* Extract
────
I could wrap my head around “reducing drag” but what did “improve on breathing” even mean? She later clarified and said, “I want to breathe underwater so I don’t have to come up for air.”
Bizarre as that sounded, I came up with 3 engineering perspectives that could help improve competitive swimming.
When it comes to reducing drag, there are a plethora of ways to do so. As discussed earlier with Vortex Generators, drag can be reduced by tripping laminar flow into turbulent flow for blunt objects. The human body is definitely not a streamlined object so this would hold true. Turbulent flow could be achieved by specially designed goggles or swimsuits that have vortex generators at specific locations to reduce the wake region produced by the swimmer.
Currently there is research being done on how to replicate sharks skin. Shark skin is made of thousands of tiny denticles that are embedded on a smooth flexible membrane. This scaly skin is what helps sharks move faster and use less energy when swimming in the water. To replicate this, researchers are 3D printing these denticles and trying to implement them in many areas including competitive swimming. More info here.
────
* Stored dataset items

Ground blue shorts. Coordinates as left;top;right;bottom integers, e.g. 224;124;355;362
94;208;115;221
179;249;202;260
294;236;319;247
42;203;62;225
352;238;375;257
────
* To be done
1/ According to the passage on improving competitive swimming, why could goggles or swimsuits fitted with vortex generators cut a swimmer's drag? Answer in one to three sentences.
2/ How would you render this sentence from the swimming passage in Spanish: "Shark skin is made of thousands of tiny denticles that are embedded on a smooth flexible membrane."
3/ Carry on the passage about engineering ideas for competitive swimming, picking up right after its final sentence.

* Results in order
1/ The human body is not a streamlined object, and for blunt objects drag can be reduced by tripping laminar flow into turbulent flow. Vortex generators placed at specific locations on goggles or swimsuits would create that turbulent flow and shrink the wake region the swimmer produces.

2/ La piel del tiburón está formada por miles de diminutos dentículos incrustados en una membrana lisa y flexible.

3/
Lastly, breathing underwater is actually not as bizarre as it sounds. A battery powered device you put in your mouth that uses a micro compressor and chambers that separate oxygen from incoming water is currently under development. However, the amount of oxygen separated from the water may not be sufficient to replace breathing entirely but could mimic small gasps of air that are just what swimmers need to continue in their race without bringing their head up to take a breath. This technology is far from being in the hands of consumers but its existence brings hope to one day be a part of competitive swimming and perhaps even replace heavy complex scuba equipment. More info here.
When explaining all these considerations to my sister, she just rolled her eyes and left the room. As she walked down the hallway she exclaimed, “Just let me know when I can breath underwater, okay?”